## Excerpt provided
+ + + + + + +
I began learning to write and read by learning alphabet. So did Shakespeare. I am not going to compare his skill of writing to mine, but it is obvious that we both started from A, B, C... If it is knitting, cooking or composing music one has to start from a very simple, basic level to be able to go further, to do more advanced things if one chooses so. One has to learn an alphabet first.

I believe that the same applies to mindfulness and meditation. And I know that it is a skill that can be learned and improved. Meditation is not some god given state of existence, it is a state of awareness that can be taught, and learned, and practiced and developed if one wants to do it, if one wants to learn it. There is no mystery there, but there is need for practice and information how to do it.

So what is an alphabet of meditation? It is concentration on breathing for some, it is chanting for others. For me, it is a conscious act of moving attention from thinking to sensing and feeling, recognizing what your kinesthetic sense of body is signaling to you without any attempt of describing, changing, correcting or judging it. It all starts there. Redirection of attention is work, it is active and doing it can take an effort. It gets easier with practice until keeping attention on an experience exclusively becomes not only easy but pleasant and calming. (It can be an experience of breathing or chanting.) This act will reconnect you to your body and to the here and now. It will open and enlarge the territory of your awareness. That’s the beginning. Starting from there can take you wherever you want to go.
+ + + + + + +
## Set of tasks
[1] In the excerpt on meditation, what does the writer name as the alphabet of meditation for themselves?
[2] From the meditation excerpt, extract the stretch from "I began learning" through "how to do it.".
[3] Decide whether each statement agrees with the meditation excerpt. Answer yes or no for each, and quote the words of the excerpt that settle it.
(a) The writer compares their own writing skill to Shakespeare's.
(b) Meditation is described as a god-given state of existence.
(c) Redirecting attention gets easier with practice.

## Given data
+ + + + + + +
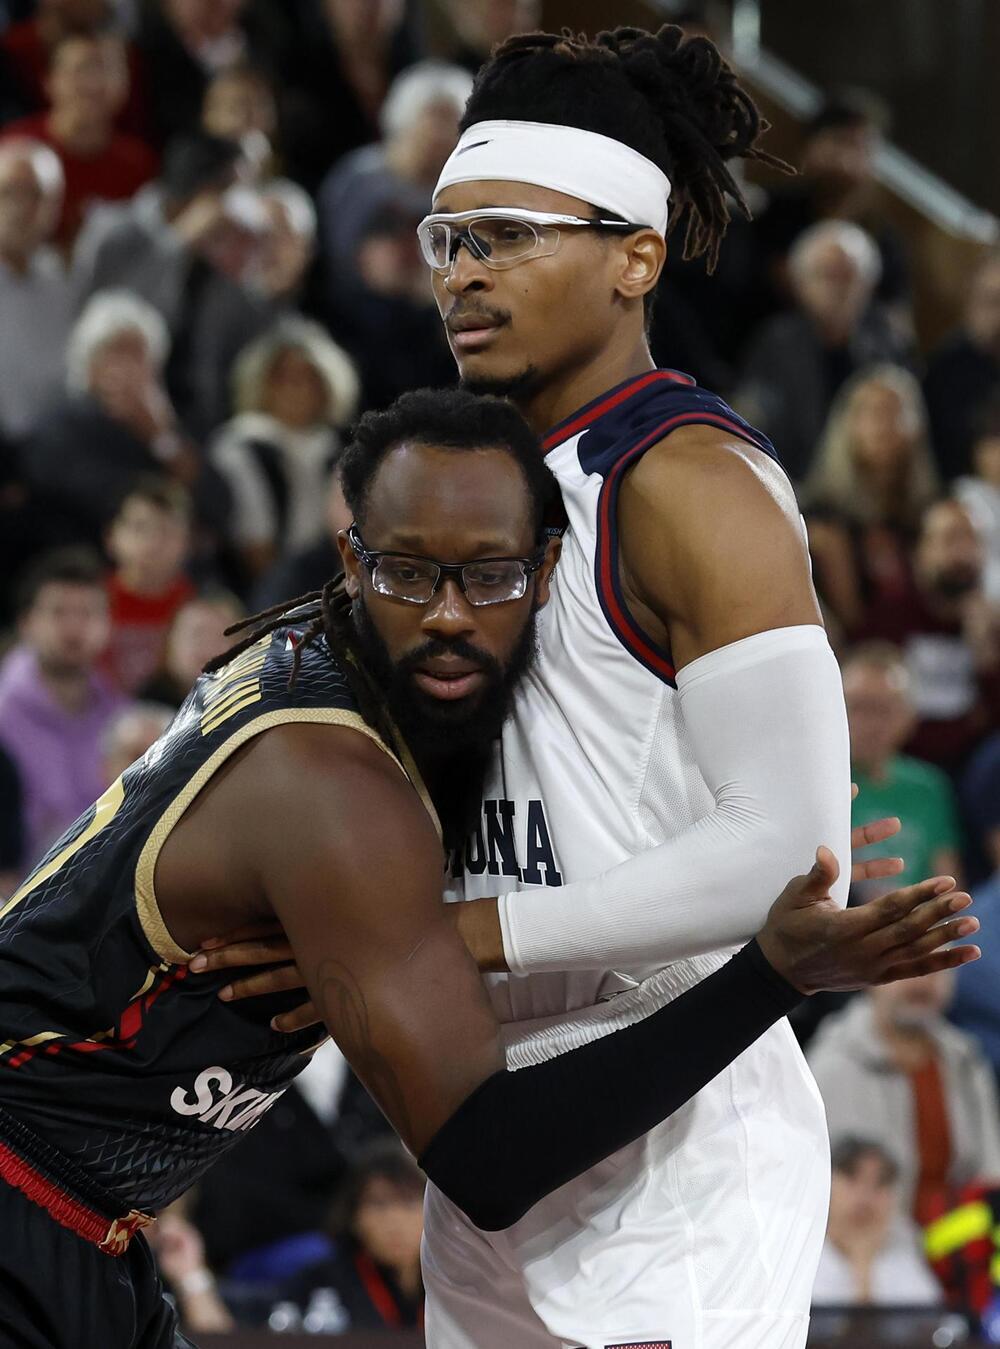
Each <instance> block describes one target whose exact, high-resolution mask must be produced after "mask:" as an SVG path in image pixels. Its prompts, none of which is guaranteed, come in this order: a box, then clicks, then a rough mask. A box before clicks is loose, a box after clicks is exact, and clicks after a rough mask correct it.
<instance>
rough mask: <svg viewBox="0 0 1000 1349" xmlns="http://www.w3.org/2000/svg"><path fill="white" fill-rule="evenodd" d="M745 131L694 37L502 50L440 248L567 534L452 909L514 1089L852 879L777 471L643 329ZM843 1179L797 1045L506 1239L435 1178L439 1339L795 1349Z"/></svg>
mask: <svg viewBox="0 0 1000 1349" xmlns="http://www.w3.org/2000/svg"><path fill="white" fill-rule="evenodd" d="M758 131H760V123H758V117H757V115H756V112H754V109H753V105H752V104H750V101H749V98H748V96H746V94H745V93H744V92H742V90H741V89H740V88H738V86H737V84H735V81H734V77H733V74H731V71H730V70H729V69H727V67H726V66H725V63H723V62H722V61H721V58H719V55H718V53H717V51H715V49H714V47H713V46H711V43H709V42H707V40H704V39H691V40H688V42H684V40H683V38H682V34H680V30H677V28H669V27H668V28H664V30H661V31H660V34H657V35H655V36H653V35H649V34H640V32H636V31H630V30H618V31H617V32H615V34H610V35H603V36H602V38H599V39H598V42H596V45H588V43H586V42H582V40H580V42H576V40H570V39H567V38H556V36H551V35H543V34H534V35H526V36H522V38H514V39H510V40H509V42H507V43H506V45H503V46H502V47H501V49H499V50H498V51H497V53H495V54H494V57H493V59H491V61H490V62H489V63H487V65H486V66H484V67H483V69H482V70H480V73H479V77H478V80H476V84H475V88H474V92H472V96H471V98H470V104H468V107H467V111H466V116H464V120H463V134H462V138H460V140H459V144H457V147H456V150H455V152H453V155H452V156H451V159H449V161H448V163H447V165H445V167H444V170H443V173H441V178H440V181H439V183H437V190H436V194H435V202H433V214H432V216H429V217H428V219H426V220H425V221H424V223H422V225H421V228H420V239H421V246H422V250H424V254H425V258H426V260H428V263H429V264H430V266H432V267H433V270H435V290H436V295H437V302H439V306H440V310H441V316H443V318H444V322H445V325H447V329H448V336H449V341H451V344H452V349H453V352H455V356H456V360H457V364H459V370H460V374H462V379H463V383H464V384H466V386H467V387H471V389H474V390H482V391H491V393H503V394H506V395H507V397H510V398H511V399H514V401H516V402H517V405H518V407H520V409H521V410H522V411H524V413H525V414H526V417H528V420H529V421H530V422H532V424H533V425H534V428H536V429H537V430H540V432H543V433H544V434H545V437H547V440H545V445H547V451H548V455H547V464H548V467H549V468H551V469H552V472H553V473H555V475H556V478H557V480H559V484H560V488H561V494H563V502H564V506H565V513H567V519H568V527H567V530H565V536H564V540H563V554H561V561H560V567H559V572H557V577H556V583H555V587H553V594H552V603H551V604H549V608H548V610H547V612H545V614H544V615H543V616H541V622H540V660H538V662H537V666H536V669H534V672H533V673H532V675H530V676H529V679H528V680H526V683H525V687H524V691H522V692H521V695H520V696H518V699H517V703H516V711H514V716H513V719H511V722H510V723H509V724H507V727H506V728H505V731H503V738H502V751H501V754H499V757H498V761H497V766H495V774H494V778H493V781H491V784H489V785H487V788H486V800H484V804H483V816H482V823H480V828H479V831H478V834H476V835H475V836H474V838H472V840H471V842H470V844H468V847H467V850H466V855H464V857H463V858H460V859H457V863H456V867H455V874H456V886H457V889H459V893H460V894H463V896H464V897H466V898H472V897H476V896H486V897H490V898H489V900H486V901H483V902H480V904H474V905H464V907H460V917H459V921H460V927H462V931H463V932H464V934H466V935H467V939H468V940H470V944H471V946H472V948H474V952H475V954H476V955H478V956H479V960H480V966H482V967H483V969H494V970H499V971H509V973H506V974H505V975H503V977H501V978H498V979H495V981H493V996H494V1002H495V1008H497V1012H498V1014H499V1016H501V1018H502V1020H505V1021H506V1023H509V1025H507V1060H509V1064H510V1066H511V1067H520V1066H526V1064H530V1063H536V1062H538V1060H541V1059H544V1058H548V1056H551V1055H556V1054H560V1052H564V1051H565V1050H570V1048H572V1047H574V1045H578V1044H580V1043H584V1041H586V1040H588V1039H591V1037H594V1036H599V1035H603V1033H606V1032H609V1031H611V1029H614V1028H617V1027H621V1025H625V1024H628V1023H629V1021H632V1020H633V1018H637V1017H642V1016H645V1014H648V1013H649V1012H650V1010H652V1009H653V1008H656V1006H659V1005H661V1004H663V1002H664V1001H665V1000H669V998H671V997H673V996H676V994H677V993H679V992H680V990H683V989H686V987H688V986H691V985H692V983H694V982H696V981H699V979H702V978H704V977H706V975H707V974H709V973H710V971H711V970H715V969H718V966H719V965H721V963H722V962H723V960H725V959H726V956H727V955H729V954H730V952H731V951H733V948H734V947H737V946H738V944H741V943H742V942H744V940H745V939H746V938H748V936H749V935H750V934H752V932H753V931H756V928H757V927H758V925H760V921H761V919H762V916H764V913H765V912H767V907H768V904H769V901H771V897H772V896H773V894H775V893H776V889H777V888H780V880H781V877H784V876H785V874H787V873H788V871H789V870H791V871H794V870H803V869H804V867H806V866H807V865H808V861H810V858H811V857H812V854H814V851H815V847H816V844H819V843H827V844H829V846H830V847H831V849H833V850H834V853H835V854H837V855H838V857H839V858H841V859H845V861H846V857H848V851H849V835H850V788H849V745H848V726H846V718H845V711H843V699H842V693H841V681H839V673H838V668H837V661H835V658H834V656H833V652H831V649H830V646H829V642H827V638H826V634H825V631H823V627H822V622H821V616H819V611H818V607H816V600H815V595H814V591H812V585H811V581H810V567H808V556H807V548H806V540H804V533H803V527H802V523H800V518H799V511H798V509H796V505H795V498H794V494H792V488H791V484H789V482H788V479H787V478H785V475H784V473H783V471H781V468H780V463H779V460H777V455H776V453H775V449H772V447H771V445H769V442H768V441H767V440H765V438H764V437H762V436H761V434H760V433H757V432H754V430H753V429H752V428H750V426H748V425H746V424H745V422H744V421H742V420H741V418H738V417H737V415H735V414H734V413H733V411H731V410H730V409H729V407H727V406H726V405H725V403H723V402H722V401H721V399H719V398H717V397H715V395H714V394H710V393H706V391H703V390H700V389H698V387H696V386H695V384H694V380H691V379H690V378H687V376H684V375H679V374H675V372H669V371H657V370H656V368H655V367H653V362H652V359H650V355H649V348H648V345H646V339H645V325H644V318H645V313H644V310H645V306H646V305H648V302H649V297H650V295H652V293H653V289H655V286H656V282H657V279H659V277H660V271H661V268H663V263H664V258H665V247H667V246H665V236H667V232H668V227H669V225H672V224H676V223H677V220H679V219H680V217H682V216H686V219H687V233H686V244H687V252H688V254H698V252H704V254H707V256H709V260H710V262H713V260H714V256H715V252H717V250H718V246H719V241H721V235H722V232H723V229H725V224H726V219H727V208H726V204H725V194H726V192H729V193H730V194H731V196H734V197H737V200H740V197H738V189H737V188H735V183H734V182H733V179H731V177H730V174H729V171H727V169H726V161H727V159H730V158H735V156H740V155H742V156H745V158H764V155H762V152H761V151H758V150H757V148H756V140H757V135H758ZM663 302H664V304H669V293H667V294H665V295H664V298H663ZM777 453H779V455H780V447H777ZM498 892H501V894H499V900H497V898H495V896H497V893H498ZM834 893H835V896H837V897H839V898H841V900H842V901H843V900H846V869H845V874H843V878H842V881H841V884H839V885H838V888H837V889H835V892H834ZM595 1108H598V1109H599V1108H601V1102H595ZM827 1191H829V1159H827V1136H826V1124H825V1117H823V1108H822V1102H821V1099H819V1095H818V1093H816V1089H815V1086H814V1083H812V1081H811V1078H810V1075H808V1071H807V1068H806V1064H804V1062H803V1059H802V1055H800V1052H799V1050H798V1047H796V1044H795V1040H794V1037H792V1033H791V1031H789V1028H788V1025H787V1023H783V1024H780V1025H777V1027H776V1028H773V1029H772V1031H771V1032H769V1033H768V1035H767V1036H764V1037H762V1039H761V1040H760V1041H758V1043H757V1045H756V1047H754V1048H753V1050H750V1051H748V1052H746V1054H744V1055H742V1056H741V1058H740V1059H738V1060H737V1062H735V1063H734V1064H733V1066H731V1067H730V1068H729V1070H727V1071H725V1072H723V1074H722V1075H721V1077H719V1078H718V1079H715V1082H714V1083H713V1085H711V1086H709V1087H707V1089H706V1090H703V1091H702V1093H700V1094H699V1095H698V1097H696V1098H695V1099H694V1101H692V1102H691V1103H690V1105H688V1106H686V1108H684V1109H683V1110H682V1112H679V1113H677V1114H676V1116H675V1117H673V1118H672V1120H669V1121H668V1122H667V1124H664V1125H661V1126H660V1128H657V1129H656V1130H653V1132H652V1133H650V1135H648V1136H646V1137H645V1139H644V1140H641V1141H640V1143H637V1144H634V1145H633V1147H632V1148H628V1149H625V1151H623V1152H621V1153H618V1155H615V1156H614V1157H613V1159H610V1160H609V1161H607V1163H605V1164H602V1166H599V1167H596V1168H595V1170H594V1171H591V1172H588V1174H587V1175H586V1176H583V1178H580V1179H579V1180H576V1182H574V1183H572V1184H570V1186H565V1187H563V1188H561V1190H560V1191H557V1193H556V1194H555V1195H552V1197H549V1198H548V1199H545V1201H543V1202H541V1203H540V1205H538V1206H536V1209H533V1210H532V1211H530V1213H529V1214H528V1215H526V1217H525V1218H524V1219H522V1221H521V1222H518V1224H517V1225H514V1226H513V1228H511V1229H510V1230H507V1232H505V1233H502V1234H499V1236H497V1234H490V1236H486V1234H483V1233H479V1232H476V1230H475V1229H474V1228H472V1226H471V1225H470V1224H468V1222H467V1221H464V1219H463V1218H462V1215H460V1214H459V1213H457V1211H456V1209H455V1207H453V1206H452V1205H451V1203H449V1202H448V1201H447V1199H445V1198H444V1197H443V1195H441V1194H440V1193H439V1191H436V1190H435V1188H433V1187H430V1190H429V1198H428V1209H426V1259H425V1282H426V1290H428V1317H426V1327H428V1344H429V1345H432V1346H433V1349H511V1346H517V1349H559V1346H560V1345H561V1346H579V1345H586V1346H587V1349H606V1346H619V1345H629V1346H641V1345H669V1346H672V1349H800V1346H802V1345H804V1342H806V1333H807V1317H808V1304H810V1294H811V1286H812V1278H814V1272H815V1265H816V1260H818V1256H819V1251H821V1245H822V1240H823V1229H825V1222H826V1209H827Z"/></svg>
+ + + + + + +
## Solutions to each task
[1] A conscious act of moving attention from thinking to sensing and feeling, recognizing what the kinesthetic sense of the body is signaling without any attempt to describe, change, correct or judge it.

[2]
I began learning to write and read by learning alphabet. So did Shakespeare. I am not going to compare his skill of writing to mine, but it is obvious that we both started from A, B, C... If it is knitting, cooking or composing music one has to start from a very simple, basic level to be able to go further, to do more advanced things if one chooses so. One has to learn an alphabet first.

I believe that the same applies to mindfulness and meditation. And I know that it is a skill that can be learned and improved. Meditation is not some god given state of existence, it is a state of awareness that can be taught, and learned, and practiced and developed if one wants to do it, if one wants to learn it. There is no mystery there, but there is need for practice and information how to do it.

[3]
(a) No: "I am not going to compare his skill of writing to mine"
(b) No: "Meditation is not some god given state of existence"
(c) Yes: "It gets easier with practice"